*Reading passage*.
▶

Washington, DC — Tomorrow marks the one-year anniversary of the date when new rules to protect federal scientists and science from political interference were supposed to have been in place. As a result, federal scientists continue to report the same sort of suppression and skewing of scientific and technical reports by agency managers that occurred under the George W. Bush administration, according to Public Employees for Environmental Responsibility (PEER).
On March 9, 2009, President Obama issued an Executive Memorandum to all federal departments and agencies declaring his intent to adopt policies that protect scientific integrity. The accompanying White House fact sheet described the action as addressing “one of the President’s key campaign commitments on science policy, which was to ‘restore scientific integrity in government decision making.’” That order directed the White House Office of Science and Technology Policy to develop proposed policies for Presidential action by July 9, 2009. That deadline has long since lapsed with no new due date and without a cogent explanation for the delay.
“The atmosphere under Obama for federal scientists remains largely unchanged from the Bush era,” stated PEER Executive Director Jeff Ruch, whose organization works with federal scientists seeking to remedy scientific misconduct and political obfuscation. “Federal agency science is still manipulated for political reasons largely because there are still no rules against it.”
The muddled federal response to the massive BP oil spill in the Gulf of Mexico illustrates a lack of scientific transparency and candor in agency decision-making. Key examples include –
- Without any scientific undergirding, EPA approved widespread application of oil dispersants deep underwater, despite the fact that these chemicals were designed for surface application. EPA even lacked baseline information about oil droplet size, the information it would need to measure just how effective the dispersant is at breaking up the oil slicks;
- The National Oceanic & Atmospheric Administration has flip-flopped on release of scientific observations about the size and nature of swelling underwater oil plumes; and
- EPA also lacks information about dioxin and other toxic byproducts of burning large expanses of oil in the Gulf.
“The BP spill shows Obama officials displaying scientific opacity, not transparency in futile attempts at damage control and news management,” Ruch added. “The Obama White House is seemingly so devoted to message control that it cannot tolerate discordant, off-message transparency.”
In addition, Obama policies still embrace many of the hallmarks of what had been Bush practices, such as gag orders on scientists, allowing industry to control information submitted to the government (for example, much of the data oil companies submit to the former Minerals Management Service cannot be circulated even for purposes of peer review) and resisting Freedom of Information Act requests for technical information.

◀

*Source material*.
▶

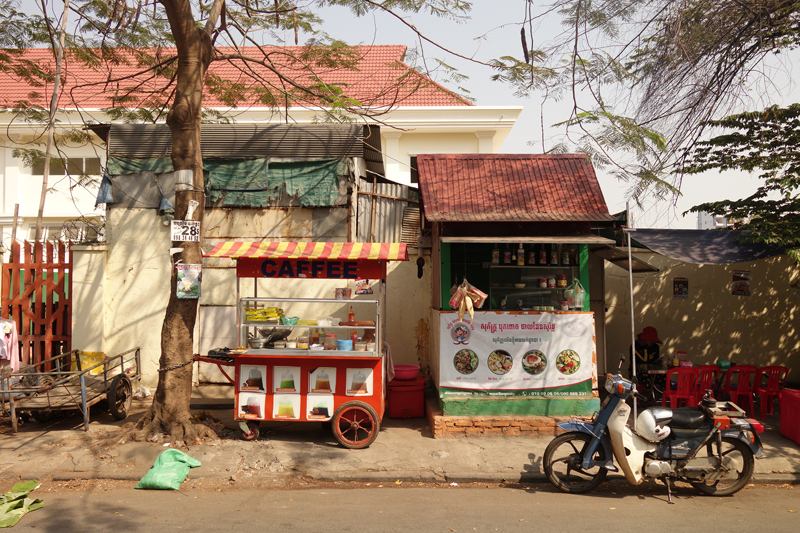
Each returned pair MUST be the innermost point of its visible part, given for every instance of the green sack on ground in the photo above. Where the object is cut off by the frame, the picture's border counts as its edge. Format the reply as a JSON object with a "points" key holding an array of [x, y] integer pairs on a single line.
{"points": [[168, 471], [15, 503]]}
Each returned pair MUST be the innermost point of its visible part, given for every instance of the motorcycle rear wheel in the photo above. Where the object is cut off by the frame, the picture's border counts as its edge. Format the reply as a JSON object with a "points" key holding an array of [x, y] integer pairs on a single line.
{"points": [[742, 457], [562, 460]]}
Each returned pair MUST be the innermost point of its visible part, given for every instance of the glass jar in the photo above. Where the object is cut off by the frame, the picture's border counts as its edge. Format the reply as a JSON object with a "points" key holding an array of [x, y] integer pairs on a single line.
{"points": [[330, 342]]}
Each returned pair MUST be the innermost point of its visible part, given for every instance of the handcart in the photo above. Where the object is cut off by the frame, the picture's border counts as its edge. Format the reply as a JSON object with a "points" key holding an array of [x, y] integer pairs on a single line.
{"points": [[61, 383], [283, 378]]}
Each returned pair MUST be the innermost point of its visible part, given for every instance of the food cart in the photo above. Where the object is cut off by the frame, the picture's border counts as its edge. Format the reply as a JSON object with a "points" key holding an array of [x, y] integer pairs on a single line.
{"points": [[279, 372], [531, 347]]}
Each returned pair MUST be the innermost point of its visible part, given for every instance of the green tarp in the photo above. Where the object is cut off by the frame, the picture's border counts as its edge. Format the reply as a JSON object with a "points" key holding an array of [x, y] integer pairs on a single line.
{"points": [[254, 182]]}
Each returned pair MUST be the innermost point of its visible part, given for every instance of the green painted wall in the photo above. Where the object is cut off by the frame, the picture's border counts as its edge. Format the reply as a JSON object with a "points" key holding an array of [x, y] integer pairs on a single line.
{"points": [[454, 406]]}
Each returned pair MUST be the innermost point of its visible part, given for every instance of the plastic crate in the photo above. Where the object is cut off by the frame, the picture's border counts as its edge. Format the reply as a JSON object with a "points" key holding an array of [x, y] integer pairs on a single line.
{"points": [[406, 398], [790, 415]]}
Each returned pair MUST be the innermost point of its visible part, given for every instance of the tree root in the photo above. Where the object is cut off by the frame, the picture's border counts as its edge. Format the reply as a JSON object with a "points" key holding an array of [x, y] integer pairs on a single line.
{"points": [[186, 429]]}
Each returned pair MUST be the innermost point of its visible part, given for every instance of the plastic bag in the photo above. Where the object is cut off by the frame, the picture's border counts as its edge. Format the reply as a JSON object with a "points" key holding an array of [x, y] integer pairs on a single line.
{"points": [[168, 471]]}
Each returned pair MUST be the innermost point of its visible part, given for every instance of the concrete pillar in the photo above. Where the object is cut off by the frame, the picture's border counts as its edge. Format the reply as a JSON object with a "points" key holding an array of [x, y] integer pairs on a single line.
{"points": [[88, 287]]}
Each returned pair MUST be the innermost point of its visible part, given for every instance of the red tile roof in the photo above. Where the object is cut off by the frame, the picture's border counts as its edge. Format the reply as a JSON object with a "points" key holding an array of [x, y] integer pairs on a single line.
{"points": [[373, 81], [510, 188]]}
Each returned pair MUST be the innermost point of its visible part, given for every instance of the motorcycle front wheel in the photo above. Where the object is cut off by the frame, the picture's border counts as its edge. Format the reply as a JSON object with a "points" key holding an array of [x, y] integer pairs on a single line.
{"points": [[562, 464], [743, 465]]}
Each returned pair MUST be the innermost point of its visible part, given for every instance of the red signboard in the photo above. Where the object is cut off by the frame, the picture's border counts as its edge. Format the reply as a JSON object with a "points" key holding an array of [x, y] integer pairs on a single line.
{"points": [[247, 267]]}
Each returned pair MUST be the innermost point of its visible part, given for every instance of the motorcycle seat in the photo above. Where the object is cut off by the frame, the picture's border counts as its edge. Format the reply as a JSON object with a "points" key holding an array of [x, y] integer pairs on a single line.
{"points": [[687, 418]]}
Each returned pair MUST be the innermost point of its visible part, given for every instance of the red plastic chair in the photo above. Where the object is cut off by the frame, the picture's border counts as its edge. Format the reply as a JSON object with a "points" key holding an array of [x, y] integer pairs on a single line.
{"points": [[707, 381], [686, 380], [745, 385], [774, 376]]}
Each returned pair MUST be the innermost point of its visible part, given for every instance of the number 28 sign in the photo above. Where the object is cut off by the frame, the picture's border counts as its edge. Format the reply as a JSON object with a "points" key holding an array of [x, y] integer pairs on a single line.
{"points": [[185, 230]]}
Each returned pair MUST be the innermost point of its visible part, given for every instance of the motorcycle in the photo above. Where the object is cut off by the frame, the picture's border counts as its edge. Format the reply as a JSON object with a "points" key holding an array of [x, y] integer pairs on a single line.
{"points": [[711, 447]]}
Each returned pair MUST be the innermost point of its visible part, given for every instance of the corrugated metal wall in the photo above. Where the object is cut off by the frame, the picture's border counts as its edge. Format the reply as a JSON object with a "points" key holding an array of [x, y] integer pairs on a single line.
{"points": [[388, 213]]}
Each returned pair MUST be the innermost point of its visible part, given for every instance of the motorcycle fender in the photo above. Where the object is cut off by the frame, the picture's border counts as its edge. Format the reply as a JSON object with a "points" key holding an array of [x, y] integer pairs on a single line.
{"points": [[755, 446], [629, 448], [582, 427]]}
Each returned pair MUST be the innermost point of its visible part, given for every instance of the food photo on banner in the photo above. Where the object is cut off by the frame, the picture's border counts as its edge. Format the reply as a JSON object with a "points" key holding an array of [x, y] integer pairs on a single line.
{"points": [[503, 354], [741, 283], [680, 288]]}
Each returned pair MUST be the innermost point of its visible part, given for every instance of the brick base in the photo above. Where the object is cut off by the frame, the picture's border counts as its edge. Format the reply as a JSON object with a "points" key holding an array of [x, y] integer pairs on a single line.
{"points": [[491, 426]]}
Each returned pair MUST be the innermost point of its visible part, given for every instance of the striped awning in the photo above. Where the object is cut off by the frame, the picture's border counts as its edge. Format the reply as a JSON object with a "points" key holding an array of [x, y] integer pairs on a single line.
{"points": [[329, 251]]}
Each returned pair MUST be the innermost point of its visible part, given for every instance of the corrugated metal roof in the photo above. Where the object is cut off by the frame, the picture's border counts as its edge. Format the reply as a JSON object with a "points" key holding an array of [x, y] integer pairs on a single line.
{"points": [[375, 77], [510, 188], [299, 141]]}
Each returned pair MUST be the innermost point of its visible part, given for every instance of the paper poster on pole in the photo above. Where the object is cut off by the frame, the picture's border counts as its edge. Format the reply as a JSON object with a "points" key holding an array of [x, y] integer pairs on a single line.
{"points": [[518, 354]]}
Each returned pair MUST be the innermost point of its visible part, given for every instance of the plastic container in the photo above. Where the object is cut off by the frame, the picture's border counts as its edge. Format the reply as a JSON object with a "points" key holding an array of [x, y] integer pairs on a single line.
{"points": [[406, 372], [790, 415], [344, 344], [330, 342], [406, 398]]}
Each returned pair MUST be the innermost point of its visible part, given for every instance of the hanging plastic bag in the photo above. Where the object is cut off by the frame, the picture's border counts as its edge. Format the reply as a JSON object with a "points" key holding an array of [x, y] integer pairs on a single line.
{"points": [[466, 298], [168, 471]]}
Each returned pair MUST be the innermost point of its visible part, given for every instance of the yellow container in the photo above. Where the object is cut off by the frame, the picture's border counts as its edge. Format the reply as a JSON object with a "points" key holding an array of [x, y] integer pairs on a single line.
{"points": [[89, 359]]}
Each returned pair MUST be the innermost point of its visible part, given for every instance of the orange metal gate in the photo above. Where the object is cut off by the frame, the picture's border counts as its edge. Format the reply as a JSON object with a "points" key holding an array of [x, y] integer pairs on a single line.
{"points": [[37, 296]]}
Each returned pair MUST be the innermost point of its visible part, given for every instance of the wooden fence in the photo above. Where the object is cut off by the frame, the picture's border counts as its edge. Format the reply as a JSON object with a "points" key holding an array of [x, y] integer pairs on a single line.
{"points": [[36, 295]]}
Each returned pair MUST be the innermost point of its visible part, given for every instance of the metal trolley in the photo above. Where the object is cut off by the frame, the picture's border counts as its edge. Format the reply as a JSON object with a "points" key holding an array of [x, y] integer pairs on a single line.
{"points": [[61, 383]]}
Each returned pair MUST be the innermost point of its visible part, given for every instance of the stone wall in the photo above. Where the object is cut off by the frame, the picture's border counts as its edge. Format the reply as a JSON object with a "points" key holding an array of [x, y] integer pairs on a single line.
{"points": [[491, 426]]}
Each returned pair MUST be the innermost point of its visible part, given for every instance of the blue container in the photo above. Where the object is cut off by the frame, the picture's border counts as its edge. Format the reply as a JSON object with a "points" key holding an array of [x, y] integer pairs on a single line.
{"points": [[345, 345]]}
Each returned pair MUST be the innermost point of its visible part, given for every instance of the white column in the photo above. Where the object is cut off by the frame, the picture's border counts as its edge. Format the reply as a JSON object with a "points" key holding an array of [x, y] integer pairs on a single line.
{"points": [[485, 142], [392, 160]]}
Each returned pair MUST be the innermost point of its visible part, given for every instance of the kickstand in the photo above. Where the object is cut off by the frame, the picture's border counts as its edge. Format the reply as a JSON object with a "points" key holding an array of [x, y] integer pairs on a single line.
{"points": [[665, 479]]}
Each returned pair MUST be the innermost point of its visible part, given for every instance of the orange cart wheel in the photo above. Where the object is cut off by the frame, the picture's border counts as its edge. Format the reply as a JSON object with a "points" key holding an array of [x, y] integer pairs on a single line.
{"points": [[355, 425]]}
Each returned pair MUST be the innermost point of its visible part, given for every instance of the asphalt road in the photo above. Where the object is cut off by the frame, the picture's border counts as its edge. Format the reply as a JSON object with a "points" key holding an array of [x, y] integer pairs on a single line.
{"points": [[350, 507]]}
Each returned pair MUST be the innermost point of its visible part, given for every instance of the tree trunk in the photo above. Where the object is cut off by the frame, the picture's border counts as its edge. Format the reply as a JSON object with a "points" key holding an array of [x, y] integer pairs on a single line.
{"points": [[169, 414]]}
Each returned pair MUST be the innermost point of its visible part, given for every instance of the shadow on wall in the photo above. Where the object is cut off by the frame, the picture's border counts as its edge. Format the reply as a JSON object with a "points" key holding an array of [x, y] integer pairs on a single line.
{"points": [[711, 323]]}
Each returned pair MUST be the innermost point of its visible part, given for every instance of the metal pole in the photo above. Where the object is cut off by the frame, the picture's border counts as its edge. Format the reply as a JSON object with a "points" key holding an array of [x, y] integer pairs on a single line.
{"points": [[633, 325]]}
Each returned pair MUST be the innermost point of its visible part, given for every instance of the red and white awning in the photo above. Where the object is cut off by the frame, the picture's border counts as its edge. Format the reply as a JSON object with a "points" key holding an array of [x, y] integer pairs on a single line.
{"points": [[325, 251]]}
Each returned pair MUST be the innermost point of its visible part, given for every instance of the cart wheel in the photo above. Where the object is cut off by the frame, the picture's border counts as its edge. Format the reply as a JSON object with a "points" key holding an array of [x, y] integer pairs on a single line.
{"points": [[43, 416], [355, 425], [120, 396], [253, 433]]}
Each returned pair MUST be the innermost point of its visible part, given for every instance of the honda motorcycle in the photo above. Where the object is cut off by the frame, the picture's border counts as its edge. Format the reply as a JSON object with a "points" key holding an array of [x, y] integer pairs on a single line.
{"points": [[711, 446]]}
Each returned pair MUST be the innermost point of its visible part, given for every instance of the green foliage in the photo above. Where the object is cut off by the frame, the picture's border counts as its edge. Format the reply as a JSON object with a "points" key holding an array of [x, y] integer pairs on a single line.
{"points": [[767, 142]]}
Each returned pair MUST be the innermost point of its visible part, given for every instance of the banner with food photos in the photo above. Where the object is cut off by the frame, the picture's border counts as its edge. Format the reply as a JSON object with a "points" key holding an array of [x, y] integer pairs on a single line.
{"points": [[517, 354]]}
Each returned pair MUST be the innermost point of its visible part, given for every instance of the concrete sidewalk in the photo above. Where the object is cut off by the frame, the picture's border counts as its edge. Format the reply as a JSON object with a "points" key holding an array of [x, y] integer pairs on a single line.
{"points": [[403, 451]]}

◀

*Problem statement*. Return the exact words of the press statement on federal scientific integrity from "In addition, Obama" to "for technical information.".

*Exercise result*.
In addition, Obama policies still embrace many of the hallmarks of what had been Bush practices, such as gag orders on scientists, allowing industry to control information submitted to the government (for example, much of the data oil companies submit to the former Minerals Management Service cannot be circulated even for purposes of peer review) and resisting Freedom of Information Act requests for technical information.